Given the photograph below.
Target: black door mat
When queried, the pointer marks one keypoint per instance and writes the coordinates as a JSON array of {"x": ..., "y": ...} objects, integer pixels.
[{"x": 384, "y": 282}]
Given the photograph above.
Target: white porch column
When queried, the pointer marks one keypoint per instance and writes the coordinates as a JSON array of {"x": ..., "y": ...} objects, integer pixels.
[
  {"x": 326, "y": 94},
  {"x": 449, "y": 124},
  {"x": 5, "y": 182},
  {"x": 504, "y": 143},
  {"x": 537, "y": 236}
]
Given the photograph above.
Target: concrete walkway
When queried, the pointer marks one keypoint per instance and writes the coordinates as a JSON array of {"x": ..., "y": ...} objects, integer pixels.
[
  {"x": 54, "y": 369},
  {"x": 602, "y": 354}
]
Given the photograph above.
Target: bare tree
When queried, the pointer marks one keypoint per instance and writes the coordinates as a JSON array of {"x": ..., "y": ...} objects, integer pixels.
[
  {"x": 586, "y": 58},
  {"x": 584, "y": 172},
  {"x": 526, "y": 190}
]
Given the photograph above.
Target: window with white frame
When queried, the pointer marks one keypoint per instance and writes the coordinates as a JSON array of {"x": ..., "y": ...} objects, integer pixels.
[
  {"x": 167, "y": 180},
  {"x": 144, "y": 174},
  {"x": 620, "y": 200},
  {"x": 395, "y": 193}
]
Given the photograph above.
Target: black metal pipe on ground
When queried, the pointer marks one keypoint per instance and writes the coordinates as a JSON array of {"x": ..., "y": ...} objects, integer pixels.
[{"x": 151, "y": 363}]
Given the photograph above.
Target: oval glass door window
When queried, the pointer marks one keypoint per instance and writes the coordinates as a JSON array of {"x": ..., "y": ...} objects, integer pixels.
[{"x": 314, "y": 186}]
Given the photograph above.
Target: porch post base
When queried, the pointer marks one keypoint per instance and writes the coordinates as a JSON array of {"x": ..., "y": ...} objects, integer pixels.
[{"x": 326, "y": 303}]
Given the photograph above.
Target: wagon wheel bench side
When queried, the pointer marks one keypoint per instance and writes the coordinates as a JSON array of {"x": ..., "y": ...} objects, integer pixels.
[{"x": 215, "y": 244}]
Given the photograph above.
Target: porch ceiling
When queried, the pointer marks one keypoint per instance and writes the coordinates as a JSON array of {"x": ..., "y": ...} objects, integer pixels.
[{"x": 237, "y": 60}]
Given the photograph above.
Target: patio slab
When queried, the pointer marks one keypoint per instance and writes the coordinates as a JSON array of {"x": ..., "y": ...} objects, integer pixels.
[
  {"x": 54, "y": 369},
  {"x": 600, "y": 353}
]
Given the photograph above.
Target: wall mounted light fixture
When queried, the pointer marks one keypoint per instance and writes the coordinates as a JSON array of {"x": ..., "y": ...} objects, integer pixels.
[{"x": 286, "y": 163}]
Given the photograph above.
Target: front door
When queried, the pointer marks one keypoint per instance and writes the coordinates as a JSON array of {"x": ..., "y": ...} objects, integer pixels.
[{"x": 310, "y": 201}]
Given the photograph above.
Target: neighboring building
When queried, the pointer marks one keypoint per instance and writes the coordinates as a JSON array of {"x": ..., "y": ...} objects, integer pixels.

━━━

Task to carry out: Nothing should be left out: return all of the records exactly.

Solution for this task:
Given the photograph below.
Target: black door mat
When queried, the pointer marks one keypoint per instance and writes the coordinates as a JSON array of {"x": ..., "y": ...} objects, integer pixels.
[{"x": 384, "y": 282}]
Given the photograph above.
Target: white porch column
When queried, the pointer marks one keypoint per instance and writes the coordinates as a JSON array of {"x": ..., "y": ...} objects, integer pixels.
[
  {"x": 326, "y": 94},
  {"x": 449, "y": 124},
  {"x": 5, "y": 182},
  {"x": 504, "y": 143},
  {"x": 537, "y": 236}
]
Given the photograph above.
Target: concrete walkway
When queried, the pointer marks one keypoint per instance and writes the coordinates as a JSON array of {"x": ..., "y": ...} objects, integer pixels.
[
  {"x": 54, "y": 369},
  {"x": 602, "y": 354}
]
Given the photograph above.
Target: bare tree
When queried, the pointer marks one keypoint per instance and writes the coordinates as a JSON array of {"x": ..., "y": ...} objects, integer pixels.
[
  {"x": 586, "y": 58},
  {"x": 584, "y": 172},
  {"x": 526, "y": 190}
]
Given the photograph above.
Target: window with white frame
When queried, the pointer marks one keypoint per instance and writes the coordinates as a JSON array of {"x": ..., "y": ...} objects, integer pixels.
[
  {"x": 167, "y": 180},
  {"x": 144, "y": 174},
  {"x": 620, "y": 200},
  {"x": 395, "y": 193}
]
Given the photograph above.
Target: black metal pipe on ground
When queried, the pointer marks one keypoint per instance and writes the coordinates as a JSON array of {"x": ..., "y": ...} objects, integer pixels.
[{"x": 151, "y": 363}]
Given the photograph above.
Target: oval glass door window
When queried, the pointer marks one keypoint per instance and writes the coordinates as a JSON array of {"x": ..., "y": ...} objects, integer pixels.
[{"x": 314, "y": 186}]
Given the photograph above.
Target: porch post base
When queried, the pointer marks one keypoint per instance and writes the coordinates as a JSON array of {"x": ..., "y": ...} objects, integer pixels.
[{"x": 326, "y": 303}]
Given the photograph above.
Target: wagon wheel bench side
When queried, the pointer marks one keypoint per instance and writes the coordinates as a JSON array of {"x": ..., "y": ...} objects, integer pixels.
[{"x": 215, "y": 244}]
Given the photograph above.
Target: porch ceiling
When queried, the pointer marks one keypoint per instance and writes the coordinates as a JSON array of {"x": ..., "y": ...} objects, integer pixels.
[{"x": 237, "y": 60}]
Given the photograph above.
Target: patio slab
When queried, the pointer marks one keypoint per instance and writes the coordinates as a JSON array of {"x": ..., "y": ...} objects, integer pixels.
[
  {"x": 54, "y": 369},
  {"x": 600, "y": 353}
]
Given the photograph above.
Target: wall mounted light fixture
When queried, the pointer marks one keypoint per instance and writes the coordinates as a JSON array of {"x": ..., "y": ...} objects, integer pixels.
[{"x": 286, "y": 163}]
Given the photograph above.
Target: front door
When queried, the pointer marks one keypoint per instance and writes the coordinates as a JSON array of {"x": ..., "y": ...} objects, integer pixels.
[{"x": 310, "y": 201}]
Given the photograph above.
Target: neighboring building
When queried, the pointer marks one keypoint per instance and writes the coordinates as a JSON array of {"x": ..., "y": ...} objects, integer pixels.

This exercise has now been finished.